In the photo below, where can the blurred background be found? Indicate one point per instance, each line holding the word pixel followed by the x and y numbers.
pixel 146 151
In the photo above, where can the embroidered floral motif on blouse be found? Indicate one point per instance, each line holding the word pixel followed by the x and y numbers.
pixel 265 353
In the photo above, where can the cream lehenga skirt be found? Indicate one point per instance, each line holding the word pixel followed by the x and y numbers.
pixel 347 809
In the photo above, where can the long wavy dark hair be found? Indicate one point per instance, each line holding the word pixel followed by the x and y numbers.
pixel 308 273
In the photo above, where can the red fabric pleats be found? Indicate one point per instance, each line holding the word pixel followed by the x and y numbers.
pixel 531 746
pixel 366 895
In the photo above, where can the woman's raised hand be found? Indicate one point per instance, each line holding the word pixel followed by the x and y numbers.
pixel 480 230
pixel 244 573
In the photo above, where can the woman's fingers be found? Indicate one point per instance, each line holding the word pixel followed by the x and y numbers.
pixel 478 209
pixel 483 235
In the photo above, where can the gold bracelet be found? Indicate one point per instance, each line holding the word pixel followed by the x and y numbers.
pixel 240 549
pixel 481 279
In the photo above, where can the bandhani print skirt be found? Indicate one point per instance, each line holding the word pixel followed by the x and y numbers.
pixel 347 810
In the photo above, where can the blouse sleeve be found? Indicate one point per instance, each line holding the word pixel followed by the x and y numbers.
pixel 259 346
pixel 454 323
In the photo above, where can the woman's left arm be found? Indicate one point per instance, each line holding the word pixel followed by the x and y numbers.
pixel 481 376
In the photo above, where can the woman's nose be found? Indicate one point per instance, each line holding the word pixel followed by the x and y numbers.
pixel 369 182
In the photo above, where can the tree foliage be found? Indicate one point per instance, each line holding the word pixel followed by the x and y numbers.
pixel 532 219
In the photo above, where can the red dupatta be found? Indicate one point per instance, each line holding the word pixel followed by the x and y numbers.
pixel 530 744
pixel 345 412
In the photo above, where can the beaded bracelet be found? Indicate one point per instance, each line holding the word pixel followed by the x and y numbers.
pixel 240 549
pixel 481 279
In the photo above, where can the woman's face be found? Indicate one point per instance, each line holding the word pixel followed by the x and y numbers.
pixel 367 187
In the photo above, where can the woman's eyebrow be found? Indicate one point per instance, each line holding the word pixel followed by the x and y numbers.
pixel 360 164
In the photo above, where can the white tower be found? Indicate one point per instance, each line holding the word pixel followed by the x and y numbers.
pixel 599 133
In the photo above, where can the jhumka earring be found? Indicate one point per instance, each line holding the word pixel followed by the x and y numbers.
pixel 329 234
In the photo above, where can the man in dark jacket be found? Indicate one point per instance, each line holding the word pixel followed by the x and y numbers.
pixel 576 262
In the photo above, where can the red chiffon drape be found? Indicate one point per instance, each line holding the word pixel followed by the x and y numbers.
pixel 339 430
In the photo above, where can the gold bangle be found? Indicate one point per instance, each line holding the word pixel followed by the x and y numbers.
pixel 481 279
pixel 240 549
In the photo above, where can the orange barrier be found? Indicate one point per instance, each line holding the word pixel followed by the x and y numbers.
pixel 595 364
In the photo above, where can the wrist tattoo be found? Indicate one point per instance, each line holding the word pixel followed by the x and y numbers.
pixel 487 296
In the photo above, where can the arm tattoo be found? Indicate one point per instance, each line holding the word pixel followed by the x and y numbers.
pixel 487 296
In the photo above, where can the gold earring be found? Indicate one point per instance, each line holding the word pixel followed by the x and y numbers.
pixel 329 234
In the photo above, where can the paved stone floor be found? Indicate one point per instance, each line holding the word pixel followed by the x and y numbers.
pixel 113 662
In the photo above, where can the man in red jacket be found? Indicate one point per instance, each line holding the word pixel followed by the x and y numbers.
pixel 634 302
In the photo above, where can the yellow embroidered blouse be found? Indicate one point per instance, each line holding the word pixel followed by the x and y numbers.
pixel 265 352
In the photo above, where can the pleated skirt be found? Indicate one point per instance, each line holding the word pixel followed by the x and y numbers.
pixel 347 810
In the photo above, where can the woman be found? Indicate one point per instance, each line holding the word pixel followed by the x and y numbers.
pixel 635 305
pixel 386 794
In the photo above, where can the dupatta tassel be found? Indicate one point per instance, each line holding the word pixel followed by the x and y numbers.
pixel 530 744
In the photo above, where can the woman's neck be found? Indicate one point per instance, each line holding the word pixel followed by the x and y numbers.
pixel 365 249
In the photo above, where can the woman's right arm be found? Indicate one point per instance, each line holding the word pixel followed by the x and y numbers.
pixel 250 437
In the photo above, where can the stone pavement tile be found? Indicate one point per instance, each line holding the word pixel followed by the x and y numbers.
+-------+
_REQUEST_:
Repeat all the entries exactly as given.

_RESPONSE TO THIS EXERCISE_:
In the photo below, where can the blurred background be found? Indicate one point per instance, each line holding the word pixel followed by the x and y numbers.
pixel 146 151
In the photo above, where can the embroidered floral motif on blouse be found? Indicate one point per instance, each line holding the word pixel followed by the x and y numbers.
pixel 265 353
In the photo above, where can the cream lehenga skirt be found? Indicate one point per instance, each line holding the word pixel followed by the x and y numbers.
pixel 347 809
In the photo above, where can the long wavy dark hair be found? Indicate one point per instance, each line holding the word pixel followed by the x and y numbers.
pixel 308 273
In the photo above, where can the red fabric pleats be found? Indicate one point per instance, each line holding the word pixel followed by the x and y numbers.
pixel 531 746
pixel 366 895
In the photo above, where can the woman's raised hand be found? Indicate one point per instance, each line holding the word pixel followed by the x and y numbers.
pixel 480 230
pixel 244 573
In the photo above, where can the woman's fingers be found? Indicate one point per instance, each line holding the word pixel followed by the x and y numbers.
pixel 478 209
pixel 483 235
In the photo above, where can the gold bracelet be found? Indicate one point per instance, each line holding the word pixel followed by the x and y numbers.
pixel 240 549
pixel 481 279
In the photo above, where can the bandhani print skirt be found? Indicate one point per instance, each line holding the word pixel followed by the x and y numbers.
pixel 347 810
In the photo above, where can the blouse sleeve be found? Indicate one point per instance, each line holding the word pixel followed by the x and y numbers.
pixel 259 346
pixel 454 323
In the photo above, where can the woman's left arm be found? Indicate one point per instance, each line holding the word pixel followed by the x and y numbers.
pixel 481 376
In the photo above, where can the woman's nose be found? Indicate one point per instance, each line holding the word pixel followed by the x and y numbers.
pixel 369 182
In the photo above, where can the tree foliage be found? Indicate one point per instance, each line holding the word pixel followed by the x and y numbers.
pixel 532 219
In the photo above, where can the red dupatta be found? Indicate one point per instance, each line holding the word pixel followed by the x and y numbers.
pixel 530 744
pixel 345 412
In the photo above, where can the beaded bracelet be found? Indicate one point per instance, each line holding the word pixel followed by the x and y numbers.
pixel 240 549
pixel 481 279
In the photo above, where can the woman's face be found? Indicate one point per instance, each line holding the word pixel followed by the x and y numbers.
pixel 367 187
In the photo above, where can the woman's eyebrow be found? Indicate one point per instance, each line holding the word pixel followed by the x and y numbers.
pixel 360 164
In the photo above, where can the white tower be found? Indicate one point per instance, each line holding the word pixel followed by the x and y numbers.
pixel 599 133
In the photo above, where can the jhumka earring be found? Indicate one point per instance, each line holding the word pixel followed by the x and y numbers.
pixel 329 234
In the photo above, where can the man in dark jacket be found? Indicate one point per instance, each line holding the word pixel followed by the x and y numbers.
pixel 576 262
In the photo above, where can the red chiffon drape be found? Indicate one point per instance, each line holding the word pixel followed by the x and y numbers.
pixel 339 430
In the photo above, where can the gold bangle be found? Indicate one point per instance, each line holding the word pixel followed by the x and y numbers.
pixel 481 279
pixel 240 549
In the photo above, where can the orange barrier be found? Indicate one point per instance, each line holding the word pixel followed by the x and y numbers.
pixel 595 364
In the photo above, where can the wrist tattoo be found? Indicate one point per instance, each line holding the word pixel followed by the x and y numbers.
pixel 487 296
In the photo above, where can the arm tattoo be found? Indicate one point per instance, each line holding the word pixel followed by the x and y numbers.
pixel 487 296
In the photo above, where can the gold earring be found? Indicate one point per instance, each line holding the word pixel followed by the x and y numbers.
pixel 329 234
In the photo above, where can the paved stone floor be found? Indicate one point per instance, each line holding the word pixel followed by the x and y numbers.
pixel 113 662
In the photo above, where can the man in red jacket be found? Indicate one point per instance, each line holding the word pixel followed by the x and y numbers.
pixel 634 302
In the photo above, where can the yellow embroidered blouse be found? Indicate one point per instance, each line holding the word pixel followed by the x and y numbers.
pixel 265 352
In the photo above, where can the pleated skirt be found? Indicate one point per instance, each line holding the word pixel followed by the x and y numbers.
pixel 347 810
In the photo above, where can the woman be found? Indicate one point per instance, each line holding the word pixel followed by the x and y numbers.
pixel 635 305
pixel 386 794
In the photo above, where can the dupatta tassel be found? Indicate one point per instance, each line holding the word pixel followed by the x and y numbers.
pixel 530 744
In the photo above, where can the woman's neck be found? Indicate one point per instance, each line holding the word pixel followed by the x and y numbers.
pixel 365 249
In the photo above, where can the woman's right arm be found? Indicate one point per instance, each line holding the word pixel followed by the x and y numbers.
pixel 250 437
In the photo above, where can the stone pavement tile be found? Indicate one point per instance, each line holding the word pixel followed by the x and y numbers.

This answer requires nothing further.